> **Document section**
☆ ☆ ☆ ☆ ☆
This project is a simple implementation of a Question Answering System built using LangChain and Transformers. It utilizes document embedding, vector search, and a question-answering pipeline to extract answers from a given text document.
- Document Parsing: Loads a text document and splits it into manageable chunks.
- Vector Search: Uses FAISS for efficient similarity search within the document.
- Embeddings: Employs HuggingFace's
sentence-transformers/all-MiniLM-L6-v2
for text embeddings. - Question Answering: Utilizes
distilbert-base-cased-distilled-squad
for answering questions based on the retrieved context. - Extensible Configuration: Customize questions and documents easily through the
Config
class.
-
Clone this repository:
git clone https://github.com/Niewiaro/AI-RAG.git cd AI-RAG
-
Install required dependencies:
pip install -r requirements.txt
Edit the Config
class in the script to set your custom document and questions:
class Config:
def __init__(self):
self.questions = (
"Who am I writing with?",
"When will he arrive?",
"Tell me his favorite song",
)
self.file_name = "document.txt"
self.document = """
Your document content here...
☆ ☆ ☆ ☆ ☆
> **Input data**
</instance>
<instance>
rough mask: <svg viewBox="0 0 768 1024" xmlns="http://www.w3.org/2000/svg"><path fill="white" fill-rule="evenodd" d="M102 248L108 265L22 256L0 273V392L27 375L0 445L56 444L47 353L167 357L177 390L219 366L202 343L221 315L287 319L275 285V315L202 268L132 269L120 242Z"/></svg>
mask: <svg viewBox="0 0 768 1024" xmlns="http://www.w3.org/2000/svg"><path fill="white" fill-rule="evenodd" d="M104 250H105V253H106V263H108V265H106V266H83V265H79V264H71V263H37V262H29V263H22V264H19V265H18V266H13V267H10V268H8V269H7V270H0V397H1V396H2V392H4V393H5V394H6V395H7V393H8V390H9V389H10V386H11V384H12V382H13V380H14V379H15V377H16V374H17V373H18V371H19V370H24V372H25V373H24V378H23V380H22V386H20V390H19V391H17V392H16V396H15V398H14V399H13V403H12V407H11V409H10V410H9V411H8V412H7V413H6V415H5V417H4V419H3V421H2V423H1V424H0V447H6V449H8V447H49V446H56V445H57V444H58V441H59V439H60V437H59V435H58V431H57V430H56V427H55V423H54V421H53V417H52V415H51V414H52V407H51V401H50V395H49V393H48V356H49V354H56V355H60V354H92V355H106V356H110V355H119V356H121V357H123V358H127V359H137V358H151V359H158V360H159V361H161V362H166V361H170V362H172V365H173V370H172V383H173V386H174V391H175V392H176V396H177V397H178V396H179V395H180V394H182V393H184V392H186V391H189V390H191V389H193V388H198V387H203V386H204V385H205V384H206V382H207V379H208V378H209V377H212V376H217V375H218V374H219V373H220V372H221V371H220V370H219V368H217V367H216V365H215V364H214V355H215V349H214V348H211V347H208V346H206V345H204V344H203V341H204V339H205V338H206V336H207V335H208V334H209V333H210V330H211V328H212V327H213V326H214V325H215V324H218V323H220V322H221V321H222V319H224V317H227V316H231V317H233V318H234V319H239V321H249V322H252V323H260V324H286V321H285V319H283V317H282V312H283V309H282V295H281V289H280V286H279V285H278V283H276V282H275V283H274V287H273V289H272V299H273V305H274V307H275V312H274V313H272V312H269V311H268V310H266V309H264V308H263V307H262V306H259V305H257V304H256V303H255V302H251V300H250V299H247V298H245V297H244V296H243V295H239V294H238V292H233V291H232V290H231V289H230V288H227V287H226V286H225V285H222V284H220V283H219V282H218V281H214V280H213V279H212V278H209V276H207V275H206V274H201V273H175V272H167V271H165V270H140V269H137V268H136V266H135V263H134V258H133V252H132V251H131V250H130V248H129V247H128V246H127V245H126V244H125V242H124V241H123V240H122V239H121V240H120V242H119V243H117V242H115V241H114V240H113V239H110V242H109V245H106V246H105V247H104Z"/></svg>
☆ ☆ ☆ ☆ ☆
> **Your tasks**
a) Check each statement against the question answering project description and answer yes or no, quoting the words of the description that settle it. (i) FAISS handles similarity search within the document. (ii) Text embeddings come from distilbert-base-cased-distilled-squad. (iii) The Config class sets the file name to "document.txt".
b) Pick up the question answering project description from its final line and carry it on.

> **Replies**
a)
(i) Yes: "Uses FAISS for efficient similarity search within the document."
(ii) No: "Employs HuggingFace's sentence-transformers/all-MiniLM-L6-v2 for text embeddings."
(iii) Yes: self.file_name = "document.txt"

b)
"""
-
Run the script:
python main.py
-
The script will:
- Save the document as a text file.
- Build a vector store from the document.
- Execute the specified questions.
- Print the answers to the console.
For the given example document and questions, the output might look like this:
Q: Who am I writing with?
A: Michał
Q: When will he arrive?
A: 5:55 PM
Q: Tell me his favorite song
A: Mateusz, flip the switch
main.py
: The main script containing the logic for loading documents, building a vector store, and executing the question-answering pipeline.document.txt
: The sample document file created by the script.
- LangChain: Framework for working with language models and text embeddings.
- Transformers: HuggingFace's library for NLP models.
- FAISS: Library for efficient similarity search.
- Add support for more languages using multilingual models.
- Improve accuracy by fine-tuning the QA model on specific domains.
- Integrate with a front-end interface for user-friendly interaction.
Special thanks to:
- HuggingFace for providing state-of-the-art models.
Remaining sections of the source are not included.